From Threads to Tiles: T2T, a Compiler for CUDA-to-NPU Translation via 2D Vectorization

CUDA’s programming model, exposing massive parallelism via fine-grained scalar threads, has become the de facto standard for GPU computing. Concurrently, NPUs are emerging as highly efficient accelerators, but their architecture is fundamentally different, relying on coarse-grained, explicit 2-D tile-based instructions. This creates a critical challenge: bridging the semantic gap “From Threads to Tiles”. A direct translation is infeasible, as it requires lifting the implicit parallelism of CUDA’s scalar model into the explicit, multi-dimensional vector space of NPUs, a problem we formalize as a lifting challenge.This paper introduces T2T, a compiler framework that automates this “Threads to Tiles” translation via the 2-D Vectorization technique. T2T first transforms a CUDA kernel’s implicit SIMT parallelism into a structured, explicit loop nest via our Unified Parallelism Abstraction (UPA), making the parallelism analyzable. From this representation, T2T’s core vectorization engine systematically selects optimal pairs of loops and maps them onto the NPU’s 2-D tile instructions to maximize hardware utilization. To ensure correctness and handle performance-critical CUDA features, a final set of semantics-preserving optimizations is applied, including efficient control-flow management and vectorization of warp-level intrinsics.We implement T2T based on Polygeist and evaluate representative NPU architectures. On a diverse set of benchmarks, kernels translated by T2T achieve up to 73% of native CUDA performance on an A100 GPU and outperform baseline translation approaches by up to 6.9×. Our work demonstrates that a systematic, compiler-driven approach to 2-D vectorization is a principled and high-performance path for porting the rich CUDA ecosystem to the evolving landscape of NPU accelerators.

In Proceedings of the 2026 IEEE/ACM International Symposium on Code Generation and Optimization (CGO)

------------------------------------

**PROBLEMS TO WORK ON**
1: According to the abstract on the T2T compiler, by up to what factor do kernels translated by T2T outperform baseline translation approaches?
2: Render the following sentence from the T2T compiler abstract into Spanish: "Concurrently, NPUs are emerging as highly efficient accelerators, but their architecture is fundamentally different, relying on coarse-grained, explicit 2-D tile-based instructions."

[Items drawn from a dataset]
------------------------------------

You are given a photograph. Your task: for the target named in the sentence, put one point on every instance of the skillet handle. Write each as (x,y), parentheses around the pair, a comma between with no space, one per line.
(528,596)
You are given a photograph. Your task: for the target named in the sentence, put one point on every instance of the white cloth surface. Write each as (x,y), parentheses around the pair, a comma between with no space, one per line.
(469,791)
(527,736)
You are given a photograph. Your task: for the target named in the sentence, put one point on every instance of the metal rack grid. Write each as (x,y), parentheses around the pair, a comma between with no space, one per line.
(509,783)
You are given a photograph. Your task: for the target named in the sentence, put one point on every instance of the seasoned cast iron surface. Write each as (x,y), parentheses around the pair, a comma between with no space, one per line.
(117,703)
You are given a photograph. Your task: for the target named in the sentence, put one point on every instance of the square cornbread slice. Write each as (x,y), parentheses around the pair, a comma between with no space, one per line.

------------------------------------

**OUTPUTS**
1: Up to 6.9×.

2: Al mismo tiempo, las NPU están surgiendo como aceleradores altamente eficientes, pero su arquitectura es fundamentalmente diferente, ya que se basa en instrucciones explícitas de grano grueso basadas en teselas 2D.